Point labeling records
++++++
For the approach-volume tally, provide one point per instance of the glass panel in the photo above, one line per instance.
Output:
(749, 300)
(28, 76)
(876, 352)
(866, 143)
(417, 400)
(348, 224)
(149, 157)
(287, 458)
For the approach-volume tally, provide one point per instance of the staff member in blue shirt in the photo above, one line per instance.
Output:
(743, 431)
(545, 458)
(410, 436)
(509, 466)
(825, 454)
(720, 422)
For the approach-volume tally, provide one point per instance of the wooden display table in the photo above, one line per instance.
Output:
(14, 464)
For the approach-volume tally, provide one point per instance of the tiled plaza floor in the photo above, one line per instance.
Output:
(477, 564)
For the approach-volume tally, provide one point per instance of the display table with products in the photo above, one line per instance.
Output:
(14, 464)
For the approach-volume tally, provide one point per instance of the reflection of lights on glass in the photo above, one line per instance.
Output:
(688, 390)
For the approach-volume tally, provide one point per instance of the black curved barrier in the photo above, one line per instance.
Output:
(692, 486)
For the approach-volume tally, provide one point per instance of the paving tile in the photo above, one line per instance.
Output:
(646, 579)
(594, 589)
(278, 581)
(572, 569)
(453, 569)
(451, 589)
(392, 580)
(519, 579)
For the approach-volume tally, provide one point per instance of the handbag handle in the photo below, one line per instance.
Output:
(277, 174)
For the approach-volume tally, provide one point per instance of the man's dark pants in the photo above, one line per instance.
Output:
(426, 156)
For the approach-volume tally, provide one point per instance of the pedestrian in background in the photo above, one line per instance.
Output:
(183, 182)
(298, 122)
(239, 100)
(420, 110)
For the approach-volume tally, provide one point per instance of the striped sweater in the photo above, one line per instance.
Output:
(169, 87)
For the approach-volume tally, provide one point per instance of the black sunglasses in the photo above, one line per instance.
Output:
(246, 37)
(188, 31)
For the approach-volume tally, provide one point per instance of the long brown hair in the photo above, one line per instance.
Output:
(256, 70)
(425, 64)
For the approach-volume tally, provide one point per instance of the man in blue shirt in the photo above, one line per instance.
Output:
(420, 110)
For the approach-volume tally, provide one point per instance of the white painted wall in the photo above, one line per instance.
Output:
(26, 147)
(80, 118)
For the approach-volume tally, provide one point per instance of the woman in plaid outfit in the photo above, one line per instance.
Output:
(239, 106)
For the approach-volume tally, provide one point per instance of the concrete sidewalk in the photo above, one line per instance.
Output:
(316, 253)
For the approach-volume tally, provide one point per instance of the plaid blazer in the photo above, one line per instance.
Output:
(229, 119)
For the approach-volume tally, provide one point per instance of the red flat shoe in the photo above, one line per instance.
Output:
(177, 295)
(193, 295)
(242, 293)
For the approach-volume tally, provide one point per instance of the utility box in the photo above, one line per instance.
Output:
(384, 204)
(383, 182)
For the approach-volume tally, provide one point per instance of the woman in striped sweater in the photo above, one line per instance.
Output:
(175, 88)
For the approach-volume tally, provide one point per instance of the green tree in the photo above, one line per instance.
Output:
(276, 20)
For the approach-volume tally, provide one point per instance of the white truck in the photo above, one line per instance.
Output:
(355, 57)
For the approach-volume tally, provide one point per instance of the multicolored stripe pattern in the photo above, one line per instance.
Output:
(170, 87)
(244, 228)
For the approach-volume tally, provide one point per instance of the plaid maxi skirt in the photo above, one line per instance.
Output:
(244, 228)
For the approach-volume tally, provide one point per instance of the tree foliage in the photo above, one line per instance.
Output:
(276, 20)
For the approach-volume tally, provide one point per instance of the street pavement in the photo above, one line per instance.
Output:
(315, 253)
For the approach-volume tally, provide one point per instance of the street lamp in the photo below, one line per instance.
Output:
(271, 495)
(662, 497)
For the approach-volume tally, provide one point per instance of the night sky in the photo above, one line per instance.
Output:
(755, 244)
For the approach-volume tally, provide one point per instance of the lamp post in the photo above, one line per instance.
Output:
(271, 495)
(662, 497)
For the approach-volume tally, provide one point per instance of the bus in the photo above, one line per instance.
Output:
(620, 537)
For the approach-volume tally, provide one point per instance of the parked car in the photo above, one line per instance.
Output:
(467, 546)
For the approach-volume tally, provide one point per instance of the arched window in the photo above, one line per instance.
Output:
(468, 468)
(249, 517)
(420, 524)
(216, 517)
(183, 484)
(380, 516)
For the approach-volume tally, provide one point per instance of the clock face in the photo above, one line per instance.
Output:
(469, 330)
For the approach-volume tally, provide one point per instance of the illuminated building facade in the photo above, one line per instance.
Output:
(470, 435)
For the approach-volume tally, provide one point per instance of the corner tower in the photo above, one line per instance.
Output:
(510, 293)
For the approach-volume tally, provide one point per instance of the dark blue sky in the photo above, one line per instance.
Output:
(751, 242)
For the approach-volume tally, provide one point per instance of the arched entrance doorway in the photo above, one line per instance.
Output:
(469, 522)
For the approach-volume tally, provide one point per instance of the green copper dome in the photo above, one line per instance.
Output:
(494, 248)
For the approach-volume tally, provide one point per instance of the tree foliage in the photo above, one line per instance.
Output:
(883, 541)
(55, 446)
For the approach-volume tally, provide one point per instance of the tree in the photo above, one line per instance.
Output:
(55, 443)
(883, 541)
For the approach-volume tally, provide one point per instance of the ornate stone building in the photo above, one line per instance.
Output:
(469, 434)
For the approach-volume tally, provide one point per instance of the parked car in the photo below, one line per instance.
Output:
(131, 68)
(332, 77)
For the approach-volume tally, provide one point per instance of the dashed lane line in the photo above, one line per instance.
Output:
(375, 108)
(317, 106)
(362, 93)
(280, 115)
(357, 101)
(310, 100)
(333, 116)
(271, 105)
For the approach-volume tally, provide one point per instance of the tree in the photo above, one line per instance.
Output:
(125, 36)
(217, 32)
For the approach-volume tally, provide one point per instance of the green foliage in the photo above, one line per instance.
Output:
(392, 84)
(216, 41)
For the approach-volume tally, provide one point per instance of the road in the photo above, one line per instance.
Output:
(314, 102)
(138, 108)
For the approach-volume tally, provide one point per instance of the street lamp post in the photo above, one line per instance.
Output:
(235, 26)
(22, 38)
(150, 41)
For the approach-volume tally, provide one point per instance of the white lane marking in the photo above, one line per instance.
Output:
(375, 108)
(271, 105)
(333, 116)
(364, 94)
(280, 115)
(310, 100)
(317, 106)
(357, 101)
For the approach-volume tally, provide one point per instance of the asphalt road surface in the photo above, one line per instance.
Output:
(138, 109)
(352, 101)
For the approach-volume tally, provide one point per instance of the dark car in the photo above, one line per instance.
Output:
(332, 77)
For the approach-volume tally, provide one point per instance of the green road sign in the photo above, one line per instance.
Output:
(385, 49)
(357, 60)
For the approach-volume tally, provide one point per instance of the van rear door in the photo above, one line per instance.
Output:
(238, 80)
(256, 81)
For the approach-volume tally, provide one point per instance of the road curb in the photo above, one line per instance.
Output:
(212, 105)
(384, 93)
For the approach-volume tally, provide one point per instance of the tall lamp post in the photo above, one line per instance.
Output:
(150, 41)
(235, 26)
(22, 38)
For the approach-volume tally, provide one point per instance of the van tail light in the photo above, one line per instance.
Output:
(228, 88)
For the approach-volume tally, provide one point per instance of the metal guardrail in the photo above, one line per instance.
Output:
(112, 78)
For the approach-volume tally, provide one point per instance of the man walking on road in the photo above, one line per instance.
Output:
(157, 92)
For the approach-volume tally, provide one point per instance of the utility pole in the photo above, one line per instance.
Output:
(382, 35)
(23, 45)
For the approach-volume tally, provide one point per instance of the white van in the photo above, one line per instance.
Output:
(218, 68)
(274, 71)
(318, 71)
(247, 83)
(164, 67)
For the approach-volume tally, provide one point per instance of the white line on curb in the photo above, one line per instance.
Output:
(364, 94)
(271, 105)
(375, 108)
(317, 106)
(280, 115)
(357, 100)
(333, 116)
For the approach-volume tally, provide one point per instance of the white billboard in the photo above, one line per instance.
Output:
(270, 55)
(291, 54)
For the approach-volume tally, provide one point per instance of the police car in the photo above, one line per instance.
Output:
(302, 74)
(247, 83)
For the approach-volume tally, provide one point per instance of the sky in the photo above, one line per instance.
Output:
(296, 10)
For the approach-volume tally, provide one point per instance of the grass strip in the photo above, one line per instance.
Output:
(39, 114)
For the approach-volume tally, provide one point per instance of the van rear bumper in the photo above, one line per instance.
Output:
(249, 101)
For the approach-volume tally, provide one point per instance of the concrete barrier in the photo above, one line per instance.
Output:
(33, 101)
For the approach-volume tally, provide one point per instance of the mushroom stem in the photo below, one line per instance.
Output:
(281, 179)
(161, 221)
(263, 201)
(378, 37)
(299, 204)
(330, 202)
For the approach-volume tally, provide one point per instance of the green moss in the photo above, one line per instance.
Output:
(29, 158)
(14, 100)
++++++
Print the lines of the records from the line containing "of the mushroom" through the end of the records, unchanged.

For the approach-volume tally, provide one point per instance of the mushroom stem in the photo below, one line per instance.
Output:
(281, 179)
(161, 221)
(263, 201)
(378, 37)
(299, 204)
(330, 202)
For the approach-volume tally, provide one point per instance of the green moss in the photo above, one line per instance.
Output:
(29, 158)
(14, 100)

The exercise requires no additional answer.